##### MATERIALS PROVIDED #####

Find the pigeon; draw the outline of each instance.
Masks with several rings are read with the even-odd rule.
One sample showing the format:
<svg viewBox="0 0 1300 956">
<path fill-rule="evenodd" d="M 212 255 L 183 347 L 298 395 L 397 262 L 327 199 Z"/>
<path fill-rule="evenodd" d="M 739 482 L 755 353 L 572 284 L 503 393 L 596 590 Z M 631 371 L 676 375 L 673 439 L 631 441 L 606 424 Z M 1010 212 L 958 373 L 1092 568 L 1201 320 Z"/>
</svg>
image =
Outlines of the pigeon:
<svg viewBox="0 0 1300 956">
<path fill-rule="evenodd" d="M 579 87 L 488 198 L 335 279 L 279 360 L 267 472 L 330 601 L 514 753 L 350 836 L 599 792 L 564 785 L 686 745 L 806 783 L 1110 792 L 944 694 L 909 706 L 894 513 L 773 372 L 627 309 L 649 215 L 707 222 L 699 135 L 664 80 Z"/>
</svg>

#####

Return every line of the data unchanged.

OUTPUT OF THE TASK:
Find the pigeon; draw the outline of each instance.
Masks with several rings are read with the even-odd rule.
One sample showing the format:
<svg viewBox="0 0 1300 956">
<path fill-rule="evenodd" d="M 212 255 L 183 347 L 298 395 L 397 262 L 327 199 Z"/>
<path fill-rule="evenodd" d="M 739 482 L 755 353 L 572 284 L 503 393 L 596 590 Z M 631 371 L 676 375 L 673 439 L 631 441 L 606 424 Z M 1010 212 L 958 373 L 1092 568 L 1201 320 Z"/>
</svg>
image =
Outlines of the pigeon:
<svg viewBox="0 0 1300 956">
<path fill-rule="evenodd" d="M 579 87 L 488 198 L 335 279 L 279 360 L 267 472 L 330 601 L 514 753 L 350 836 L 599 792 L 564 785 L 686 745 L 806 783 L 1110 792 L 944 694 L 909 706 L 894 513 L 773 372 L 627 309 L 649 215 L 707 222 L 699 135 L 664 80 Z"/>
</svg>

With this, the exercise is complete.